### METTI IN PRATICA
A - Secondo l'articolo sulla bambina morta di stenti, in quale via si trova il monolocale dove i soccorsi hanno trovato Diana?
B - Riscrivi il passo dell'articolo sulla bambina morta di stenti da "e Nicola Palma" fino a "e senza cibo." compreso, cambiando "carcere" in "prigione".
*** TESTO IN ESAME
La bimba morta di stenti "Lasciata sola altre volte" I pm: madre senza scrupoli

Interrogata la donna arrestata per l’omicidio volontario della figlia di 16 mesi. Alterna lucidità e freddezza. "Pensava a divertirsi e abbandonava la bimba a casa"

Alessia Pifferi, 37 anni

Alessia Pifferi, 37 anni

di Anna Giorgi

e Nicola Palma

Scontata la convalida, che sarà ufficializzata oggi dal gip Fabrizio Filice. Alessia Pifferi, la mamma di 36 anni che ha lasciato morire di stenti la sua piccola Diana – di 16 mesi –, resta quindi in carcere, definita dal pm Francesco De Tommasi "pericolosa socialmente e capace di tutto". Alessia, che non voleva diventare madre, per gli investigatori non si è mai pentita dell’abbandono della piccola e ha accettato il rischio concreto che lei potesse morire lasciandola sola senza acqua e senza cibo.

Quando i soccorsi sono entrati nel monolocale di via Parea, quartiere periferico di Ponte Lambro, a Milano, la piccola Diana era su un lettino da campeggio: il corpicino inerme, stremato dall’afa, disidratato da una settimana senza acqua e in condizioni igieniche pessime, si era strappata il pannolino, che era lì, a poca distanza e pieno di vermi.
******
*** RIGHE ESTRATTE
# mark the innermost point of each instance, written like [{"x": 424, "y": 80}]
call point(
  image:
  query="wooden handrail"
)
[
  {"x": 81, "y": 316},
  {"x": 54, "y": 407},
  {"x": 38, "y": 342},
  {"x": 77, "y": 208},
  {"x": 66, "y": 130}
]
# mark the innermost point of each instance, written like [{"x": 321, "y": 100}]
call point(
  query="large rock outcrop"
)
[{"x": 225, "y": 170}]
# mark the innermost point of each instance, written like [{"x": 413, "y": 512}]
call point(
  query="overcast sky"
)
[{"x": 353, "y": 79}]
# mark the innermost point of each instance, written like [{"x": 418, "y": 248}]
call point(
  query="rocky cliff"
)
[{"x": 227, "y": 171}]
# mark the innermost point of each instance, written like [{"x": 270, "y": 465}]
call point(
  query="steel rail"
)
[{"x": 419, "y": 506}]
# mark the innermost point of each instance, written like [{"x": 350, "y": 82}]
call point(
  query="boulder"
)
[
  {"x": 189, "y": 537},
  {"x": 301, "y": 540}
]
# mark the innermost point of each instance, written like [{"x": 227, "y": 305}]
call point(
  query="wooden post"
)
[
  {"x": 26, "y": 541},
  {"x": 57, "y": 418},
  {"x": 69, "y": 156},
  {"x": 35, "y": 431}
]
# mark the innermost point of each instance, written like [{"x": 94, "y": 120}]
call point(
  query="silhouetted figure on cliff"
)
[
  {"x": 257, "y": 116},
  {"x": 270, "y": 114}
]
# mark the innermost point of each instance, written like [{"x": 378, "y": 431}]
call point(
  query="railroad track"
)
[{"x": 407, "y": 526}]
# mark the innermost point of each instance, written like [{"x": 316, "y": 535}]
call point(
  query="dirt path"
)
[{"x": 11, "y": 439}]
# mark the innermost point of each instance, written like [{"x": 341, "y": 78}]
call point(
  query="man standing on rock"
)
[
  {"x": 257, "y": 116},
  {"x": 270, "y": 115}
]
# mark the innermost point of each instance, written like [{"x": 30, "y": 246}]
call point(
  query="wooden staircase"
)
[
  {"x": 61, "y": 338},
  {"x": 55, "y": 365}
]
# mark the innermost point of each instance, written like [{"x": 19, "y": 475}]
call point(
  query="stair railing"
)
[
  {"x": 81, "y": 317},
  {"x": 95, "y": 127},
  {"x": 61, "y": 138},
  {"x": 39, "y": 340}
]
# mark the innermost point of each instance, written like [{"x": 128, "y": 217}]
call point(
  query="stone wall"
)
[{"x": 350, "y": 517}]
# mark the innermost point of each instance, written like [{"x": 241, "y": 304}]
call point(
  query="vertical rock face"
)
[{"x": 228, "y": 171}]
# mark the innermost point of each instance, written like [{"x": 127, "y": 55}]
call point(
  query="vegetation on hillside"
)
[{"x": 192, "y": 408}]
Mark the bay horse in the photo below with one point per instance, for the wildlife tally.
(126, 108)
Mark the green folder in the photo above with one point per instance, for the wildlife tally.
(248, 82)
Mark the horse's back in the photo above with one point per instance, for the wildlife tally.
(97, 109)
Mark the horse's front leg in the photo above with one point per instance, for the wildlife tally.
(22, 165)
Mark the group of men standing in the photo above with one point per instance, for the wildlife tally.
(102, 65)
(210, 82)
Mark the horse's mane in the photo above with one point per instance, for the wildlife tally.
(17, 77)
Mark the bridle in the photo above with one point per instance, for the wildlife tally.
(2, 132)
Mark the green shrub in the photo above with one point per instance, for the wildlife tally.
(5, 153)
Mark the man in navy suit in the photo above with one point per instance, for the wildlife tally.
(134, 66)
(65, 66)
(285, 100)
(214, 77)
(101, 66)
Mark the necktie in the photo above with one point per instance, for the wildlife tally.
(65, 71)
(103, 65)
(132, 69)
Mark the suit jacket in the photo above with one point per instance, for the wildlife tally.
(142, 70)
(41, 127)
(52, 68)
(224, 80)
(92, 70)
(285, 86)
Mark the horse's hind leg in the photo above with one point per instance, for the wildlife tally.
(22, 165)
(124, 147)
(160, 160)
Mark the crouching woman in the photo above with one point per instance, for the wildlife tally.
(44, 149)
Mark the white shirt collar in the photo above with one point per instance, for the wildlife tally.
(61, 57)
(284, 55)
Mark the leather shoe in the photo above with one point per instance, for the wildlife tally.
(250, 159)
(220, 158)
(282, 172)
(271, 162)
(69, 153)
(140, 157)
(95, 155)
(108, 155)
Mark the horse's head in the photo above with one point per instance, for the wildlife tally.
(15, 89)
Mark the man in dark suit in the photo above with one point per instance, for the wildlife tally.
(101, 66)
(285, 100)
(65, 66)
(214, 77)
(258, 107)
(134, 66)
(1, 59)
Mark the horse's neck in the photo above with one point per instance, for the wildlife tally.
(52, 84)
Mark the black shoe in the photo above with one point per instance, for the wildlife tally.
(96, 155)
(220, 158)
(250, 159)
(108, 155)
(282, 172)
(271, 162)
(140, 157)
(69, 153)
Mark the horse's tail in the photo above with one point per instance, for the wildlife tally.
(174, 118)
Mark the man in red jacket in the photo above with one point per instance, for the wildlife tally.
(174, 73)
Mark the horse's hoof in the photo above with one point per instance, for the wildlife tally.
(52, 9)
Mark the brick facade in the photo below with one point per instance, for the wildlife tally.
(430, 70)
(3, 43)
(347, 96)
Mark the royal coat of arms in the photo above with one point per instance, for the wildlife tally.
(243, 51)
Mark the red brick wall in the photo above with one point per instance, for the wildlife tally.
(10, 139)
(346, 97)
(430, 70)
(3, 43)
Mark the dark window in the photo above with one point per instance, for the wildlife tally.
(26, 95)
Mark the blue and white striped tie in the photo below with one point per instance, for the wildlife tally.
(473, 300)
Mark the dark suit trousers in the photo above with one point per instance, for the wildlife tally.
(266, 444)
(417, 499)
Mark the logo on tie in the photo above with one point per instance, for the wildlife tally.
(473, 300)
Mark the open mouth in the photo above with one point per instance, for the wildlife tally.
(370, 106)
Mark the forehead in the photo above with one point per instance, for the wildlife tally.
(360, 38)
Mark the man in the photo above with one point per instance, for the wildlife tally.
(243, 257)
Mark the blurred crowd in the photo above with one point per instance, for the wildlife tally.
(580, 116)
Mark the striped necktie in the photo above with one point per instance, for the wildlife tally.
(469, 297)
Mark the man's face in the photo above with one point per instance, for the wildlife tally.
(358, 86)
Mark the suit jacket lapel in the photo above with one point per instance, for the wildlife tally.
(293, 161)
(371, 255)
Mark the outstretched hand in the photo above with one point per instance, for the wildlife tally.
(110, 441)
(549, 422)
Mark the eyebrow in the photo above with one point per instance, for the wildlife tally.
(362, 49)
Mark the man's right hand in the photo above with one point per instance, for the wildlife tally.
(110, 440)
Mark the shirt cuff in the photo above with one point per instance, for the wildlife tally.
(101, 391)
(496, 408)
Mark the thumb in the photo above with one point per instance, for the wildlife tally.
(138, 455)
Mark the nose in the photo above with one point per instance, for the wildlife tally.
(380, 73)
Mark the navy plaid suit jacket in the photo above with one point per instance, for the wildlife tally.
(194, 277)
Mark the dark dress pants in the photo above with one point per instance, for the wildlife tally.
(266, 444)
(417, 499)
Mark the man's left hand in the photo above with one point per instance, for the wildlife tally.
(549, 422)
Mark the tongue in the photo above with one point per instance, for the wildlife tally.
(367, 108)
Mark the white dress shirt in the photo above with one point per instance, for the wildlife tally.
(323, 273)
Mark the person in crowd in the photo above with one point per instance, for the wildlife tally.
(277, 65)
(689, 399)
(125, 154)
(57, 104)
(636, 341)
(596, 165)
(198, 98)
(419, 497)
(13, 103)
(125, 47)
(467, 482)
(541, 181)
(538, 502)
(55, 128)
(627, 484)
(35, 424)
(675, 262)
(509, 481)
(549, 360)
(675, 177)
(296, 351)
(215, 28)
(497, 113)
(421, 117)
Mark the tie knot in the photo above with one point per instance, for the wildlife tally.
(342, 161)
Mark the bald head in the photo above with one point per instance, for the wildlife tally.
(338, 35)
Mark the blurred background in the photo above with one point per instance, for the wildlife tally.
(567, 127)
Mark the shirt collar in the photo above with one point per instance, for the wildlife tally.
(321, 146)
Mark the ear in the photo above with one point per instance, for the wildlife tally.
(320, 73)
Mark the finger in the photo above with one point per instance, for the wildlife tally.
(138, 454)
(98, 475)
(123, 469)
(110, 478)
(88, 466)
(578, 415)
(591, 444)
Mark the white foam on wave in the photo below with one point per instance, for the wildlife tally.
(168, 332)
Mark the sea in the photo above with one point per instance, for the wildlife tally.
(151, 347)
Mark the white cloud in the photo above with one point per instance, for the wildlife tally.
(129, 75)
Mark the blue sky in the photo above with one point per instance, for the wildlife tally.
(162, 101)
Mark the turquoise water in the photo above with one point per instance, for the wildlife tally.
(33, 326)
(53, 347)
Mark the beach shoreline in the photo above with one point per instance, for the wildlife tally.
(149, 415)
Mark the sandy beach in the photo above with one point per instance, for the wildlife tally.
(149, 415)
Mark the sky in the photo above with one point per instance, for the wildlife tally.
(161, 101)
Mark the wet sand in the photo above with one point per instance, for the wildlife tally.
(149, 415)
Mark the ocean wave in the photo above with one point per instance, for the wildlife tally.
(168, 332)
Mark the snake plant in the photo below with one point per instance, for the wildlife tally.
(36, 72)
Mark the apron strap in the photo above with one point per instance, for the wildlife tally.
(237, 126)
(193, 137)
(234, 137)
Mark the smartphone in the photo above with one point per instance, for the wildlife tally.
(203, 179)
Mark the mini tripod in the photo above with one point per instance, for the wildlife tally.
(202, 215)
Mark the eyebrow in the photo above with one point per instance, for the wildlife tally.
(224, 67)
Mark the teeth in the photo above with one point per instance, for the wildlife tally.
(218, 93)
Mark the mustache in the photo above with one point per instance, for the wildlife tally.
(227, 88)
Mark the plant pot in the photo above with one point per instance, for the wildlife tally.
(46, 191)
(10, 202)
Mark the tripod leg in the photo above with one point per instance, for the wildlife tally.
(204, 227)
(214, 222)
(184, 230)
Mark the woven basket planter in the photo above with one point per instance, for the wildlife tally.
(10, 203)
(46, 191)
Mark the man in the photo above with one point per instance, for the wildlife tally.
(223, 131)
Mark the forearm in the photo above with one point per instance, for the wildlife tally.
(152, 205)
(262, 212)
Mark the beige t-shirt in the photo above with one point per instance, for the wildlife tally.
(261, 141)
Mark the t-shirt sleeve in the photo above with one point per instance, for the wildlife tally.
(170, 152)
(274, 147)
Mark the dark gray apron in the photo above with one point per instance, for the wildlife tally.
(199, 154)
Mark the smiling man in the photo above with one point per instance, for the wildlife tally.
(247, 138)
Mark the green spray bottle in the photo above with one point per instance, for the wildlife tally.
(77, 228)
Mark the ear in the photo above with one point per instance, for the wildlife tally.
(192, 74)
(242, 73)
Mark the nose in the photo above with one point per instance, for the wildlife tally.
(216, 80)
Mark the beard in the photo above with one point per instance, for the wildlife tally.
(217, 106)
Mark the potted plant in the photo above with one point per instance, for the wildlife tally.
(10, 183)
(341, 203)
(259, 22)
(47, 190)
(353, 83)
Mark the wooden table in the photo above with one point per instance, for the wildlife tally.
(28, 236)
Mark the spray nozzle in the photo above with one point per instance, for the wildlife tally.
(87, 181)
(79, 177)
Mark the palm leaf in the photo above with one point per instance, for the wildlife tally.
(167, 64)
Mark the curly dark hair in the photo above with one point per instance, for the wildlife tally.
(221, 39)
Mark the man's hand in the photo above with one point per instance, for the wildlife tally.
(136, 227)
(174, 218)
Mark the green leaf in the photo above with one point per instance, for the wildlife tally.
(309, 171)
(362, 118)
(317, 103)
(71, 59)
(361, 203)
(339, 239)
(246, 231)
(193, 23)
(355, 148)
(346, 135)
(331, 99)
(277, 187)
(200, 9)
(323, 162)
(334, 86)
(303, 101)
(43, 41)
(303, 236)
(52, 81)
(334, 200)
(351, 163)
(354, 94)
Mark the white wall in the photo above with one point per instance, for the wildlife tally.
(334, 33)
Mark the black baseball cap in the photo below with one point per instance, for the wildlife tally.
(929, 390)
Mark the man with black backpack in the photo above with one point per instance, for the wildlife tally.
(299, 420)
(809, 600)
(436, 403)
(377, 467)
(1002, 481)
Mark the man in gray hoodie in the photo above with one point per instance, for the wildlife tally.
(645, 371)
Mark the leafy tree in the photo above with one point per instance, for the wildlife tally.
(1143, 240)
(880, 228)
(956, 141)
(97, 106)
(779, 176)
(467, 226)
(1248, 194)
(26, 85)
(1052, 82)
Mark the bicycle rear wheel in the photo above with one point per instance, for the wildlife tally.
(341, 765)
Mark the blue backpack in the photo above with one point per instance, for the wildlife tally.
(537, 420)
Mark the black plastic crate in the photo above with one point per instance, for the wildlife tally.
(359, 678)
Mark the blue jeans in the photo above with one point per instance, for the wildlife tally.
******
### LE TUE RISPOSTE
A - In via Parea, nel quartiere di Ponte Lambro, a Milano.

B -
e Nicola Palma

Scontata la convalida, che sarà ufficializzata oggi dal gip Fabrizio Filice. Alessia Pifferi, la mamma di 36 anni che ha lasciato morire di stenti la sua piccola Diana – di 16 mesi –, resta quindi in prigione, definita dal pm Francesco De Tommasi "pericolosa socialmente e capace di tutto". Alessia, che non voleva diventare madre, per gli investigatori non si è mai pentita dell’abbandono della piccola e ha accettato il rischio concreto che lei potesse morire lasciandola sola senza acqua e senza cibo.